:: PROVIDED DATA

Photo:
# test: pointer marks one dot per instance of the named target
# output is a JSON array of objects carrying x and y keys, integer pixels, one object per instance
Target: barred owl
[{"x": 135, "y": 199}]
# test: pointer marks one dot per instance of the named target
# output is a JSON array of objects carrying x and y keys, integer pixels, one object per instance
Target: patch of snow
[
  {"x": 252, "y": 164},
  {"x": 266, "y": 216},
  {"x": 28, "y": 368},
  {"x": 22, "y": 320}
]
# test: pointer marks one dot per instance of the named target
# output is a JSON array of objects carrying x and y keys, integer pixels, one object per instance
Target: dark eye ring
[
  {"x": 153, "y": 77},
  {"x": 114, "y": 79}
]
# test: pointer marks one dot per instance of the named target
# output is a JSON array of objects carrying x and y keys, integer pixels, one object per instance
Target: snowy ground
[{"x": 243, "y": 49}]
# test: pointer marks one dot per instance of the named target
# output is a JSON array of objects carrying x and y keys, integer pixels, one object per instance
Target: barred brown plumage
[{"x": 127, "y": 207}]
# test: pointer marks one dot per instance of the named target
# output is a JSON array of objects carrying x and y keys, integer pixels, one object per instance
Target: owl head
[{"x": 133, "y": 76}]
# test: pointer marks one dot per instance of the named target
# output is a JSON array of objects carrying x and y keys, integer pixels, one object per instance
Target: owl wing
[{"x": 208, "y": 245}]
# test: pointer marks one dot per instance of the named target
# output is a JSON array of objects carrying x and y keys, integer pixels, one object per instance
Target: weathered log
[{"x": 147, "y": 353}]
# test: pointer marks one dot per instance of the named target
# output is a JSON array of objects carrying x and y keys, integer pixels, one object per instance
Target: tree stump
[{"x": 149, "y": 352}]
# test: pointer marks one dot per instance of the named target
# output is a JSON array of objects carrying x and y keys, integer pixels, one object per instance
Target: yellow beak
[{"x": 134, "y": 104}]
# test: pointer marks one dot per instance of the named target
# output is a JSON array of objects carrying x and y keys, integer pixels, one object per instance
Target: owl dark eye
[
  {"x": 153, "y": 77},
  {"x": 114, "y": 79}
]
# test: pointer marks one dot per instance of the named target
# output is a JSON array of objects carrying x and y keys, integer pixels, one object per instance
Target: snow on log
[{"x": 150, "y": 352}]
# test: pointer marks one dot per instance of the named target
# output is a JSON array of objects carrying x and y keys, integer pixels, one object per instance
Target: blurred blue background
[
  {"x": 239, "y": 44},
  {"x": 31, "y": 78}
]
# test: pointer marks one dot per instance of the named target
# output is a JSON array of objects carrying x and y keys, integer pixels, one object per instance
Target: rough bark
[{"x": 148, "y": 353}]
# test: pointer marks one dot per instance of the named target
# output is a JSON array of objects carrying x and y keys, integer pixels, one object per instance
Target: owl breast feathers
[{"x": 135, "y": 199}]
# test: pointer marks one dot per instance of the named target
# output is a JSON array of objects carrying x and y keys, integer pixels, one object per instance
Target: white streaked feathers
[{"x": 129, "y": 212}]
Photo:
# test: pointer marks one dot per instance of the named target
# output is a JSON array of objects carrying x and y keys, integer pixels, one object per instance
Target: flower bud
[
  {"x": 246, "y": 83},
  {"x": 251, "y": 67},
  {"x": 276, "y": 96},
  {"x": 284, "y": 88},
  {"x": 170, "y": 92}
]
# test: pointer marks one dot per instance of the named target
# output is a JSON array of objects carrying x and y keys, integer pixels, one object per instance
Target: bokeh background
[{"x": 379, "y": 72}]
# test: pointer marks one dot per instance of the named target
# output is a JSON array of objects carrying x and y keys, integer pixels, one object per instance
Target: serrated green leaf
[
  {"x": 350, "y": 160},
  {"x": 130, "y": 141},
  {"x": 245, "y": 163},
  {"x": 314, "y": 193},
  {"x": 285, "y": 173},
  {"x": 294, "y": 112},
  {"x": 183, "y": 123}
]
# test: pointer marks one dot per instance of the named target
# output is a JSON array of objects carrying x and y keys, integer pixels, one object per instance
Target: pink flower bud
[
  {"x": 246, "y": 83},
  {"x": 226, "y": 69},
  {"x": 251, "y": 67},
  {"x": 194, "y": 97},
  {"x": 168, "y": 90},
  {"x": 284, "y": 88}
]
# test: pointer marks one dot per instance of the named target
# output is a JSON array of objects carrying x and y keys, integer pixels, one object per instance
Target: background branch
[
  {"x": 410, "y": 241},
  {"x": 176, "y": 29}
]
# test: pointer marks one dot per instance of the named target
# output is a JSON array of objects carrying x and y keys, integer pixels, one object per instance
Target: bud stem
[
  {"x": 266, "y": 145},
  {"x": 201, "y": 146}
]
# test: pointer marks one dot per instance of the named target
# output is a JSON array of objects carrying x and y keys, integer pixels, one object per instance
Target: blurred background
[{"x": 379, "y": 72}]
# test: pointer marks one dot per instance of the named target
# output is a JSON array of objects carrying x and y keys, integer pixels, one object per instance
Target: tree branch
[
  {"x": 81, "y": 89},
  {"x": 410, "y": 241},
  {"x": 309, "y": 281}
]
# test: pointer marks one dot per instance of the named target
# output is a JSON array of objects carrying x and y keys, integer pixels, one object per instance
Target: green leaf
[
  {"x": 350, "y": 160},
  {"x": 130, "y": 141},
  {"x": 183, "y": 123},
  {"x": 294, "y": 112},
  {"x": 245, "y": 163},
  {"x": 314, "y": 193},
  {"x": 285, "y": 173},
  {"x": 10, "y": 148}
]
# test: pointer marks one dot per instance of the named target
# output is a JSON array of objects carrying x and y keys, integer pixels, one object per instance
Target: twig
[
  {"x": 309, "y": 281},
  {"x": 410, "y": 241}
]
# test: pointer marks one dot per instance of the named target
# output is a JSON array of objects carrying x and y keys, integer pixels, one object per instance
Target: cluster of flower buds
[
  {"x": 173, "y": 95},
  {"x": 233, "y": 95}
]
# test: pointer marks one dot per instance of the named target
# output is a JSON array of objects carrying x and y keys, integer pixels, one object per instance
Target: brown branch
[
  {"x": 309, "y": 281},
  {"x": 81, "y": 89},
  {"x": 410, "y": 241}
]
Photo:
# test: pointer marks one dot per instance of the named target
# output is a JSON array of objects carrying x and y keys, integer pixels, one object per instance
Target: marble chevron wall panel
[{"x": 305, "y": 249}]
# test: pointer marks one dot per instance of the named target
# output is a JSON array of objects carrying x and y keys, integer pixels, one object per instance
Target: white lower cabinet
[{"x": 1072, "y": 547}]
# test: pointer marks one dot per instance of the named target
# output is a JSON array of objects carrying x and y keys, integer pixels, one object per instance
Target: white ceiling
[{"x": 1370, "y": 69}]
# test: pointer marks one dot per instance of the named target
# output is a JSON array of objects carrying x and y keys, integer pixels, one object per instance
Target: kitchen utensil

::::

* [GIVEN PROBLEM]:
List every line in the records above that contains the string "leaf", treating uppercase and lowercase letters as distinct.

* [RESPONSE]:
Target: serrated green leaf
Target: green leaf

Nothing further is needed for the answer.